▶ **Records provided**:
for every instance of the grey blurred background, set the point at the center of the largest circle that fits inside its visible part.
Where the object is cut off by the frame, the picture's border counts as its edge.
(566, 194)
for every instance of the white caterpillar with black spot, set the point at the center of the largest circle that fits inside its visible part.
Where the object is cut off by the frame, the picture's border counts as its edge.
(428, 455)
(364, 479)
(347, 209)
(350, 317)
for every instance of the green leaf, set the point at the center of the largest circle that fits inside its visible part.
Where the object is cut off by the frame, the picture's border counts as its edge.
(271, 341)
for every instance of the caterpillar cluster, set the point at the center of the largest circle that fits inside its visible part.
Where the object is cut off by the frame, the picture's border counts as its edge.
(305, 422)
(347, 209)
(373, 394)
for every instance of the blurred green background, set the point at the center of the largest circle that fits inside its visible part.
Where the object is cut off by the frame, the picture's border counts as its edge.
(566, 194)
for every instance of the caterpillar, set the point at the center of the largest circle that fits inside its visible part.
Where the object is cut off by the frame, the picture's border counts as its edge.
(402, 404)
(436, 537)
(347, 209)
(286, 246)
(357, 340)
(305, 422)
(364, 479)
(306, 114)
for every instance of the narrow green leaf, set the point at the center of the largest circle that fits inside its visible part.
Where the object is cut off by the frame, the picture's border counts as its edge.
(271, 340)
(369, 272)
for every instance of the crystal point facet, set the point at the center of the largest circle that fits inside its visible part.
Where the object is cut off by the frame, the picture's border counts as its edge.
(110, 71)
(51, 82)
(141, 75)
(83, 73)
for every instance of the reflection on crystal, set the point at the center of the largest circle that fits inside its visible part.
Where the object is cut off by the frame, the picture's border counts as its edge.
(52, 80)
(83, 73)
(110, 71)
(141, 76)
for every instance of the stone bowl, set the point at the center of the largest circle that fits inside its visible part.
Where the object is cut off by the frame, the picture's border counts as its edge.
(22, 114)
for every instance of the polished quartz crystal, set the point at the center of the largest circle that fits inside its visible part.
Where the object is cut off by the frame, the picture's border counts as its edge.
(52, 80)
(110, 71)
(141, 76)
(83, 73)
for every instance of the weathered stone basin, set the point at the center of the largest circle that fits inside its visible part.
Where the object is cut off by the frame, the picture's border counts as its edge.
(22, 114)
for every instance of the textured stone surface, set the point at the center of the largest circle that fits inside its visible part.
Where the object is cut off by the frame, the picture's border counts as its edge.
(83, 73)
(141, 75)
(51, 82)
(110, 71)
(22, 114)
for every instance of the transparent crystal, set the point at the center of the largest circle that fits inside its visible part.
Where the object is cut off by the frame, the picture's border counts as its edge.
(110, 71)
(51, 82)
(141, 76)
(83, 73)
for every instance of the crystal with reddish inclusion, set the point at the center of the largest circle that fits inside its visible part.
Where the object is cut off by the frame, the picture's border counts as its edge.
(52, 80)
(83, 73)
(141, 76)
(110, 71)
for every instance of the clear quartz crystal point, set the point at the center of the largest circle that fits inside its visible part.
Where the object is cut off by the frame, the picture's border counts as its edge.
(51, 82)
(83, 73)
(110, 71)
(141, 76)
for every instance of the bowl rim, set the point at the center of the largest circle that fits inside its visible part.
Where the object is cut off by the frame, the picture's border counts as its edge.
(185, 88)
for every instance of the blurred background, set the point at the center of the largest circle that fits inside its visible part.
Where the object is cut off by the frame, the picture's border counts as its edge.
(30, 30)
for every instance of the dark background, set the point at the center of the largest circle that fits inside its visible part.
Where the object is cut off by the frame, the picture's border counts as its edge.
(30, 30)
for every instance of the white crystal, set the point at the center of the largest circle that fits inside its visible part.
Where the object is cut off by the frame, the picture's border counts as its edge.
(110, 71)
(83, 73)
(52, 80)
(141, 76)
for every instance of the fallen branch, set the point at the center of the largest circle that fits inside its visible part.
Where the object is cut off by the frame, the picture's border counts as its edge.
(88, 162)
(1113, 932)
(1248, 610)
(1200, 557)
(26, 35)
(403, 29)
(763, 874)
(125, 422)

▶ **Aim of the exercise**: Extract all of the data above and output it character for character.

▶ **Solution to the exercise**:
for every instance of the grey blurred background, set the point at the center of the largest circle that fits inside its visible part.
Where the object is cut off by the frame, the picture's border counts as its edge.
(566, 194)
for every instance of the white caterpillar with black spot, set the point at the center of the largest circle that fits inside its visible part.
Where the object is cut off by the frame, the picture's border counts as its edge.
(428, 455)
(364, 479)
(347, 209)
(350, 317)
for every instance of the green leaf, set the point at the center of the largest circle that fits inside its visible part.
Where the object is cut off by the frame, the picture's border counts as its edge.
(271, 341)
for every instance of the caterpillar cluster, set the point at the center of the largest circle that fits inside its visible part.
Where the object is cut off by the frame, the picture's border counts as its edge.
(305, 422)
(347, 209)
(373, 394)
for every instance of the blurred green background, set the point at the center of the largest circle that fits inside its visible part.
Where the object is cut off by the frame, the picture's border counts as its edge.
(566, 194)
for every instance of the caterpillar, set the point at the center of the largest circle that fits inside its visible part.
Where the object is cut off by the frame, the picture's border counts as its edge.
(402, 404)
(436, 537)
(347, 209)
(286, 246)
(357, 340)
(305, 422)
(364, 479)
(306, 114)
for every instance of the narrow green leaf, set the point at the center of the largest circle that fits inside its visible part.
Where the object is cut off by the frame, the picture's border counts as its edge.
(271, 340)
(369, 272)
for every instance of the crystal point facet, set the point at the center of the largest circle that fits inside its visible part.
Where the object is cut off by the frame, the picture's border counts as its edge.
(110, 71)
(51, 82)
(141, 75)
(83, 73)
for every instance of the reflection on crystal, set the point at the center of the largest circle that fits inside its visible part.
Where the object is cut off by the frame, the picture's border counts as its edge.
(52, 80)
(83, 73)
(110, 71)
(141, 76)
for every instance of the stone bowl, set the point at the center of the largest circle that fits inside its visible part.
Where the object is cut off by the frame, the picture's border counts as its edge.
(22, 114)
for every instance of the polished quartz crystal, set the point at the center of the largest circle that fits inside its visible part.
Where the object is cut off by the frame, the picture's border counts as its edge.
(52, 80)
(110, 71)
(141, 76)
(83, 73)
for every instance of the weathered stone basin, set the point at the center of the largest circle that fits inside its visible part.
Where the object is cut off by the frame, the picture's border counts as its edge.
(22, 114)
for every instance of the textured stone surface, set the point at the center of the largest circle that fits inside its visible part.
Where the object is cut off by the frame, the picture's border counts as its edge.
(83, 73)
(141, 75)
(51, 82)
(110, 71)
(22, 114)
for every instance of the transparent crystal, set the point at the center of the largest circle that fits inside its visible part.
Where the object is cut off by the frame, the picture's border counts as its edge.
(110, 71)
(51, 82)
(141, 76)
(83, 73)
for every instance of the crystal with reddish inclusion, set the point at the center of the largest circle that fits inside its visible part.
Where the object is cut off by the frame, the picture's border counts as its edge.
(52, 80)
(83, 73)
(141, 76)
(110, 71)
for every instance of the clear quartz crystal point, set the point at the center of the largest circle that fits inside its visible part.
Where the object is cut off by the frame, the picture's border counts as its edge.
(51, 82)
(83, 73)
(110, 71)
(141, 76)
for every instance of the bowl rim, set the point at the center of the largest circle that fits inside its visible part.
Where the object is cut off by the frame, the picture's border counts as its edge.
(185, 88)
for every instance of the blurred background, set the point at the center of the largest circle that fits inside its visible part.
Where the object is cut off by the frame, the picture's border counts as its edge.
(30, 30)
for every instance of the dark background, set the point at the center of the largest circle that fits inside its visible part.
Where the object is cut off by the frame, the picture's border counts as its edge.
(30, 30)
for every instance of the white crystal, set the point at the center of the largest circle that fits inside its visible part.
Where the object is cut off by the frame, the picture's border counts as its edge.
(110, 71)
(83, 73)
(52, 80)
(141, 76)
for every instance of the fallen branch, set the point at the center of the largest circle that fits inside its visible part.
Where the object is cut off by the frame, the picture's border counts as its edge.
(88, 162)
(1113, 932)
(1248, 610)
(1200, 557)
(26, 35)
(403, 29)
(763, 874)
(125, 422)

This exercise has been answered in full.